SUPPLIED TEXT:
- - -
# no time or.....?



## Antonius (Aug 21, 2010)

we have a fresh new born relationship....

and my wife likes to have people around her... I really don't mind that. but so now and then I miss our little moments together. even if it was once a week a movie or a few times a walk around the block or just a simple dinner... 

sometimes she reacts positive on the invite but mostly she says 'no' ...or something is going on that she has to chancel it.... sigh! 

with so many people over (visitors or the kids friends...we have 5 kids) your longing sometimes for a private moment with her! 
I let her free in everything what she does... but I think it's acceptable that she aswell spends some time with me ...right? whenever she is ready.... 

tips, sugestions please!


----------



## Chris Taylor (Jul 22, 2010)

Planning is key.

My wife and I have a steady date to walk together every Saturday morning. rain or shine. We also plan one movie per month, assuming there is a movie we want to see. if there isn't, we agree on a rental and set aside a Sunday afternoon.
- - -
ROWS:
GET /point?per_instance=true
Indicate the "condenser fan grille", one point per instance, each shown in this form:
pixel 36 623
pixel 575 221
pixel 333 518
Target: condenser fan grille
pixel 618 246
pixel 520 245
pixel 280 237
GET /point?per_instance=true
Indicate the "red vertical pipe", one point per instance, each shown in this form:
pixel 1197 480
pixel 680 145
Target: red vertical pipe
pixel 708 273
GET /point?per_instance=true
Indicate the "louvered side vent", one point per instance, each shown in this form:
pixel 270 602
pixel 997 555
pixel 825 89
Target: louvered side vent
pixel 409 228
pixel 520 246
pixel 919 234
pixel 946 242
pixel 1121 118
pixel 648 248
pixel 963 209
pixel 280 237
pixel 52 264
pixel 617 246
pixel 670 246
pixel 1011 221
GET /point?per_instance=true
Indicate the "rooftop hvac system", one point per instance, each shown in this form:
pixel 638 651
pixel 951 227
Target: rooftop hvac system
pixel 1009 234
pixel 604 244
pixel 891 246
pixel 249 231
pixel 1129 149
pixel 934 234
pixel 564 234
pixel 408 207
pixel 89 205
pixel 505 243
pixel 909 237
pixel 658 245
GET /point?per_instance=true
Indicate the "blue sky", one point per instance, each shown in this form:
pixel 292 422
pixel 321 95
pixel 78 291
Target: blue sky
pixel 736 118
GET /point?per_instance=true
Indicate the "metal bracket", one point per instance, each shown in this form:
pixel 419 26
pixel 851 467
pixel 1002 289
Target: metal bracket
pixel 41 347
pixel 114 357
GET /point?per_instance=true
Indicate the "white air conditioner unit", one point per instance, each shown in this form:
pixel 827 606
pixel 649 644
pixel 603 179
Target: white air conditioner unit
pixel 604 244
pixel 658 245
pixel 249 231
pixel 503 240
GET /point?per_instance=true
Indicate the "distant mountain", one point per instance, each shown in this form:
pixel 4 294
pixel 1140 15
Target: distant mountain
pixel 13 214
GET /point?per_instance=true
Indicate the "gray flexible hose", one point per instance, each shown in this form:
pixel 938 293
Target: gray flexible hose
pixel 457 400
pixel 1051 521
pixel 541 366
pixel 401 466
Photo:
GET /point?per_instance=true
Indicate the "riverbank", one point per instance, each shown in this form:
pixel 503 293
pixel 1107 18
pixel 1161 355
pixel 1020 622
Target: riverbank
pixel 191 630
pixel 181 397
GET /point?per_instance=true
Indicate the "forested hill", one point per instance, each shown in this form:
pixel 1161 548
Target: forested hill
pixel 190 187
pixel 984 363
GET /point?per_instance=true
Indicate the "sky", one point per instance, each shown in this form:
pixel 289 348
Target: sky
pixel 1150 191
- - -
SHORT PROBLEM A: In the thread on making time for a spouse, when does Chris Taylor walk with his wife?
SHORT PROBLEM B: Write the next part of the thread on making time for a spouse, starting after its last sentence.
The listing isn't needed for anything here.

REPLY A: Every Saturday morning, rain or shine.

REPLY B:
Unless a kid's arm is falling off, the plans can not be canceled.


----------



## Crypsys (Apr 22, 2010)

My wife and I have a firm every other night at least 1 hour us time. We go into our room and lock the door. Our kiddos (we have 3 with a 4th on the way) know that unless the world is coming to an end they are to leave us alone. That has strengthened our marriage on so many different levels. One thing that will help with intimacy is spend that time together nude. You don't have to have sex each time, but just spend it holding each other in the nude. You don't HAVE to do it that way, but it's just an option.

Remember, your kids will generally only live with you for 18 years or so. Your wife/husband will live with you even when the kids are gone. If your relationship is not strong now, once the kids go it will be like living with a roommate! 

We also go out once a month on a date together. Sometimes we go out with friends, sometimes we go out alone. But it's important yall get out without the kids once in a while!


----------



## BrooksPublicationCom (Jun 29, 2010)

Hi,

The main relationship that children see 
as they grow up is the relationship between
their mom and dad.

Children see how their parents relate to 
one another and they will model more of 
what their parents do than what their 
parents say to them.

My wife and I made a commitment to have a 
strong family life but to accomplish this we
had to have a strong husband and wife life.
Everything else would flow from our primary
relationship as husband and wife.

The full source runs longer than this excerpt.